To do:
Reproduce the entries below in full and without error.

___ Material shown

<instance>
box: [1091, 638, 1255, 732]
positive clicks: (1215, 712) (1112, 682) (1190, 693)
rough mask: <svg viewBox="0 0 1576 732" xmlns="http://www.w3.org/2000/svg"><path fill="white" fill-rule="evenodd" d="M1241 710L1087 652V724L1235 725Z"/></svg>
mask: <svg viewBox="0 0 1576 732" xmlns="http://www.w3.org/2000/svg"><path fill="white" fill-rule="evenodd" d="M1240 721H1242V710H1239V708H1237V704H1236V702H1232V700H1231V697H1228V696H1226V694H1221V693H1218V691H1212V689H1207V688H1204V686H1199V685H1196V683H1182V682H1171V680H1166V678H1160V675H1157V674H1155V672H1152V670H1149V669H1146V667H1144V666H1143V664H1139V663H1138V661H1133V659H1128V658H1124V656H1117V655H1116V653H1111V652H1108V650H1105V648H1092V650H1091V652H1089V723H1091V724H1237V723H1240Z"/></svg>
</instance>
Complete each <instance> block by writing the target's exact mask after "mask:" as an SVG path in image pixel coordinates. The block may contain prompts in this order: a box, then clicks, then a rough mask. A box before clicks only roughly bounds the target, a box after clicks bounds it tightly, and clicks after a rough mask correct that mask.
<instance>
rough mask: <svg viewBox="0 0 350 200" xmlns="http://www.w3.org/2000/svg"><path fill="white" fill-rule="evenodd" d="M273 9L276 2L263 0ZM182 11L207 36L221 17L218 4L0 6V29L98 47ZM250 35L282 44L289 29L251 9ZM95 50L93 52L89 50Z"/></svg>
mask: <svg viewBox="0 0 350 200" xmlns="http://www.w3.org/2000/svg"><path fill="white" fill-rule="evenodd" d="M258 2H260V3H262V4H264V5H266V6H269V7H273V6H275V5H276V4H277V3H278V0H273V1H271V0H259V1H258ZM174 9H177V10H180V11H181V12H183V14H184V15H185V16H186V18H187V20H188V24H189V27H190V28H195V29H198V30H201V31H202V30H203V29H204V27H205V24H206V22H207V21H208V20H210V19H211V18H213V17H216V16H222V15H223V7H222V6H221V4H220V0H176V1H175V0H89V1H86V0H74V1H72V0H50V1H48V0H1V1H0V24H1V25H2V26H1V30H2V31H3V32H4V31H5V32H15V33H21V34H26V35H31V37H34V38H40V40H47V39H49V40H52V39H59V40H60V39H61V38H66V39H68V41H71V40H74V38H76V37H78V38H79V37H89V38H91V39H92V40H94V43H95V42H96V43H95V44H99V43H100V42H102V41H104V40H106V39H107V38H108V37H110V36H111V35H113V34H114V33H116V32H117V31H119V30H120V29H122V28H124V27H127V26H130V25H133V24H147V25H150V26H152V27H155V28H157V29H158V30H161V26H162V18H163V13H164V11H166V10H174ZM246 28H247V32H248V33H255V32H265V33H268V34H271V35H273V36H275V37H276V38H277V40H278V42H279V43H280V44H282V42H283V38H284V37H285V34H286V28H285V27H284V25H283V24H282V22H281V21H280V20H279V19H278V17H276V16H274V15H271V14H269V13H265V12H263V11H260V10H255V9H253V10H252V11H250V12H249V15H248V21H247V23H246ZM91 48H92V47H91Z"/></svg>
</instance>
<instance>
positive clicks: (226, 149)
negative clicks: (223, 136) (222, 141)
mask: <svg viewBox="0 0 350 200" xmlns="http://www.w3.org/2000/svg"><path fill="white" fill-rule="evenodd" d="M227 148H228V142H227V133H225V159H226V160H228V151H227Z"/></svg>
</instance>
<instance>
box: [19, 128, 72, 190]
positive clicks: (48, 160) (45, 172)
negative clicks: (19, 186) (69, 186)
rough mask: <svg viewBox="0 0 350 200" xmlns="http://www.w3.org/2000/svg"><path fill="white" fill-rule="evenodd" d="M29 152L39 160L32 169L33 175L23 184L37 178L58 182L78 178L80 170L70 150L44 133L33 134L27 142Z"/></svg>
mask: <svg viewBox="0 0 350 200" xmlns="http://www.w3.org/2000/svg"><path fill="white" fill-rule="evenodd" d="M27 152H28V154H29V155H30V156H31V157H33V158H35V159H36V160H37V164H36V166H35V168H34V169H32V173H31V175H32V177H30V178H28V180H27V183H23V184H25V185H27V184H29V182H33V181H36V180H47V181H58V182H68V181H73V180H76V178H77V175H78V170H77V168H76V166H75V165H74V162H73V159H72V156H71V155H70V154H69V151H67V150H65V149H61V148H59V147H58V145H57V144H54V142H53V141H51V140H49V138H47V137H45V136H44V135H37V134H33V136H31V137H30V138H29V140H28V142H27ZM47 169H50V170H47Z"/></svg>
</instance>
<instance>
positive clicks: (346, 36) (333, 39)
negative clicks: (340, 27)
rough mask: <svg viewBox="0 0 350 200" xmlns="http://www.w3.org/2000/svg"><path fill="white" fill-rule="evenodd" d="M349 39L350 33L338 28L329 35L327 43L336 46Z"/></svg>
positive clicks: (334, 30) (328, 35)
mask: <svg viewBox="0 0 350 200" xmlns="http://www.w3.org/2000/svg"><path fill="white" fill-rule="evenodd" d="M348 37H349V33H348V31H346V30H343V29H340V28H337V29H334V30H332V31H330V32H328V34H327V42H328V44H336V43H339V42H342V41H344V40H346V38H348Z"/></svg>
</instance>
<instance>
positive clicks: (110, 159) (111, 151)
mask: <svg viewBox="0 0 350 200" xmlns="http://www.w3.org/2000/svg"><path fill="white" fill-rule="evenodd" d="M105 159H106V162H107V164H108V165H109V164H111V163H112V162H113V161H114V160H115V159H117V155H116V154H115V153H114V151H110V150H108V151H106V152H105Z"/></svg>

______

Answer box:
<instance>
box: [1091, 638, 1255, 732]
positive clicks: (1215, 712) (1112, 682) (1190, 693)
rough mask: <svg viewBox="0 0 1576 732" xmlns="http://www.w3.org/2000/svg"><path fill="white" fill-rule="evenodd" d="M1241 710L1087 652V724L1235 725Z"/></svg>
mask: <svg viewBox="0 0 1576 732" xmlns="http://www.w3.org/2000/svg"><path fill="white" fill-rule="evenodd" d="M1240 721H1242V710H1239V708H1237V704H1236V702H1232V700H1231V697H1228V696H1226V694H1221V693H1218V691H1212V689H1207V688H1204V686H1199V685H1196V683H1182V682H1171V680H1166V678H1160V675H1157V674H1155V672H1152V670H1149V669H1146V667H1144V666H1143V664H1139V663H1138V661H1133V659H1128V658H1124V656H1117V655H1116V653H1111V652H1108V650H1105V648H1092V650H1091V652H1089V723H1091V724H1237V723H1240Z"/></svg>
</instance>
Complete each <instance> block by writing the target's exact mask after "mask:" as an SVG path in image pixel coordinates. The block may contain prompts in this order: a box, then clicks, then a rough mask. A box before clicks only roughly bounds the target, a box after clicks bounds it tightly, and clicks after a rough mask correct that mask.
<instance>
rough mask: <svg viewBox="0 0 350 200" xmlns="http://www.w3.org/2000/svg"><path fill="white" fill-rule="evenodd" d="M273 9L276 2L263 0ZM182 11L207 36L221 17L218 4L0 6V29L98 47ZM250 35L282 44L289 29L251 9ZM95 50L93 52L89 50Z"/></svg>
mask: <svg viewBox="0 0 350 200" xmlns="http://www.w3.org/2000/svg"><path fill="white" fill-rule="evenodd" d="M258 2H260V3H262V4H264V5H266V6H269V7H273V6H275V5H276V4H277V3H278V0H273V1H271V0H259V1H258ZM174 9H177V10H180V11H181V12H183V14H184V15H185V16H186V18H187V20H188V24H189V27H190V28H195V29H198V30H201V31H202V30H203V29H204V27H205V24H206V22H207V21H208V20H210V19H211V18H213V17H216V16H222V15H223V7H222V6H221V4H220V0H176V1H175V0H89V1H86V0H74V1H72V0H50V1H48V0H1V1H0V24H1V25H2V26H1V30H2V31H3V32H4V31H5V32H15V33H21V34H26V35H31V37H34V38H40V40H47V39H49V40H52V39H59V40H60V39H61V38H66V39H68V41H71V40H74V38H76V37H78V38H79V37H89V38H91V39H92V40H94V43H95V42H96V43H95V44H99V43H100V42H102V41H104V40H106V39H107V38H108V37H110V36H111V35H113V34H114V33H116V32H117V31H119V30H120V29H122V28H124V27H127V26H130V25H133V24H147V25H150V26H152V27H155V28H157V29H158V30H161V26H162V18H163V13H164V11H166V10H174ZM246 28H247V32H248V33H255V32H265V33H268V34H271V35H273V36H275V37H276V38H277V40H278V42H279V43H280V44H282V42H283V38H284V37H285V34H286V28H285V27H284V25H283V24H282V22H281V21H280V20H279V19H278V17H276V16H274V15H271V14H269V13H265V12H263V11H260V10H255V9H253V10H252V11H250V12H249V15H248V21H247V23H246ZM91 48H92V47H91Z"/></svg>
</instance>
<instance>
positive clicks: (226, 149)
negative clicks: (223, 136) (222, 141)
mask: <svg viewBox="0 0 350 200" xmlns="http://www.w3.org/2000/svg"><path fill="white" fill-rule="evenodd" d="M227 148H228V142H227V133H225V159H226V160H228V151H227Z"/></svg>
</instance>
<instance>
box: [19, 128, 72, 190]
positive clicks: (48, 160) (45, 172)
negative clicks: (19, 186) (69, 186)
rough mask: <svg viewBox="0 0 350 200" xmlns="http://www.w3.org/2000/svg"><path fill="white" fill-rule="evenodd" d="M29 152L39 160L32 169L33 175L23 184L37 178L58 182L78 178L80 170L70 150L44 133L33 134L27 142Z"/></svg>
mask: <svg viewBox="0 0 350 200" xmlns="http://www.w3.org/2000/svg"><path fill="white" fill-rule="evenodd" d="M27 152H28V154H29V155H30V156H31V157H33V158H35V159H36V160H37V164H36V166H35V168H34V169H32V173H31V175H32V177H30V178H28V180H27V183H23V184H25V185H27V184H29V182H33V181H36V180H47V181H58V182H68V181H73V180H76V178H77V175H78V170H77V168H76V166H75V165H74V162H73V159H72V156H71V155H70V154H69V151H67V150H65V149H61V148H59V147H58V145H57V144H54V142H53V141H51V140H49V138H47V137H45V136H44V135H37V134H33V136H31V137H30V138H29V140H28V142H27ZM47 169H50V170H47Z"/></svg>
</instance>
<instance>
positive clicks: (346, 36) (333, 39)
negative clicks: (340, 27)
rough mask: <svg viewBox="0 0 350 200" xmlns="http://www.w3.org/2000/svg"><path fill="white" fill-rule="evenodd" d="M349 39L350 33L338 28L329 35L327 43L336 46Z"/></svg>
positive clicks: (334, 30) (328, 35)
mask: <svg viewBox="0 0 350 200" xmlns="http://www.w3.org/2000/svg"><path fill="white" fill-rule="evenodd" d="M348 37H349V33H348V31H346V30H343V29H340V28H337V29H334V30H332V31H330V32H328V34H327V42H328V44H336V43H339V42H342V41H344V40H346V38H348Z"/></svg>
</instance>
<instance>
positive clicks: (110, 159) (111, 151)
mask: <svg viewBox="0 0 350 200" xmlns="http://www.w3.org/2000/svg"><path fill="white" fill-rule="evenodd" d="M105 159H106V162H107V164H108V165H109V164H111V163H112V162H113V161H114V160H115V159H117V155H116V154H115V153H114V151H110V150H108V151H106V152H105Z"/></svg>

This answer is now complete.